- _Task set_
#1 Rewrite the passage about Latin at mass from "Now, we can" to "did understand it).", replacing "Latin" with "Church Latin".
#2 Pick up the question about whether churchgoers understood the Latin mass where it stops, and continue it.

- _Selected extract_
★ ★ ★ ★ ★ ★ ★
Now, we can divide mass in three components:

  • preaching: I imagine this was always done in a language church-goers could understood. For instance, I expect preaching was done in Romances languages in the 16th century and not in Latin.

  • Bible readings: it seems it wasn't until Vatican II that Bibles other than the Vulgate (Latin) was allowed to be used for readings (exceptions existed, link above). For instance, even if preaching in Spain in 17th century was done in Spanish, readings were in Latin.

  • rites: in Latin until Vatican II, with exceptions (see link above).

So, given that most of the mass was in Latin until the II Vatican Council, my question is: did the "average" church-goer understand the words of the mass? I am looking for any evidence that suggests the majority of people did or did not understood the mass (surely the educated elite did understand it).
★ ★ ★ ★ ★ ★ ★
- _Rows_
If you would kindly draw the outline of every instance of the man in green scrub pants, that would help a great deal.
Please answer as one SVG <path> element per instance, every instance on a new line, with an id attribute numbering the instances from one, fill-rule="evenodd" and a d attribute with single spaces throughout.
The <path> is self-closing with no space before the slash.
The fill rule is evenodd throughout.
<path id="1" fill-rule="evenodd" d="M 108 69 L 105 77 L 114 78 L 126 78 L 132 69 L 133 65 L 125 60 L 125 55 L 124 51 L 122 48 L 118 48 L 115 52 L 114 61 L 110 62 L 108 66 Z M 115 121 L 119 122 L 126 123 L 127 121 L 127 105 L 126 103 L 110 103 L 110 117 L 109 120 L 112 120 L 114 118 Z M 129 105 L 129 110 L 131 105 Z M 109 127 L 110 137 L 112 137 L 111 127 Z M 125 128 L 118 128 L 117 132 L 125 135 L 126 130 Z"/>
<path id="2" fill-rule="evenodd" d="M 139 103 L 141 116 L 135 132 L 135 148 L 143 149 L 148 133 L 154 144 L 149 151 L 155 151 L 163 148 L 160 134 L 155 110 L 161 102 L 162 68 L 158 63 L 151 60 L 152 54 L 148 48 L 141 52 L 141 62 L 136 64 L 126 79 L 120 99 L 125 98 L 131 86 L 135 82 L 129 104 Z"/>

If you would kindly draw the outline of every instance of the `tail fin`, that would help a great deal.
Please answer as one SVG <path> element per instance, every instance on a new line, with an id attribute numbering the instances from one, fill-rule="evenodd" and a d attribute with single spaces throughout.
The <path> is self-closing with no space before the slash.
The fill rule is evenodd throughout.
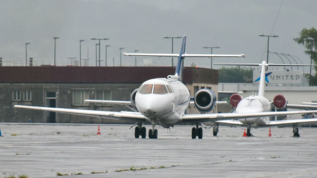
★ ★ ★ ★ ★ ★ ★
- _Responses by task_
#1
Now, we can divide mass in three components:

  • preaching: I imagine this was always done in a language church-goers could understood. For instance, I expect preaching was done in Romances languages in the 16th century and not in Church Latin.

  • Bible readings: it seems it wasn't until Vatican II that Bibles other than the Vulgate (Church Latin) was allowed to be used for readings (exceptions existed, link above). For instance, even if preaching in Spain in 17th century was done in Spanish, readings were in Church Latin.

  • rites: in Church Latin until Vatican II, with exceptions (see link above).

So, given that most of the mass was in Church Latin until the II Vatican Council, my question is: did the "average" church-goer understand the words of the mass? I am looking for any evidence that suggests the majority of people did or did not understood the mass (surely the educated elite did understand it).

#2
Now, let's recall the Catholic mass was at least a weekly obligation, and with a very define (and thus repetitive) structure. Perhaps, after attending many years, people did understood the words. This is, there was an average basic understanding of Latin for mass-purposes. For instance, the Our Father and other prayers. Moreover, there seem to be something called "Sabir", or Meditterranean Lingua Franca, a sort of common language used for different purposes across Europe, and spoken by those engaged in commerce and diplomacy (not peasants). So Latin was still around in one way or another after the surge of Romance languages.

Any evidence is of help.

Update: there is an interesting resource here that lists the structure of the mass through the ages. It can be seen that many sections included silent prayers that are today non-secret. An interesting addition, I think, to the issue.

I did a google search on the exact question, without advancing further. I get the feeling this is a footnote in history books, not a major research question. As you can see I made a related question in Christianity.SE before asking here, to provide background.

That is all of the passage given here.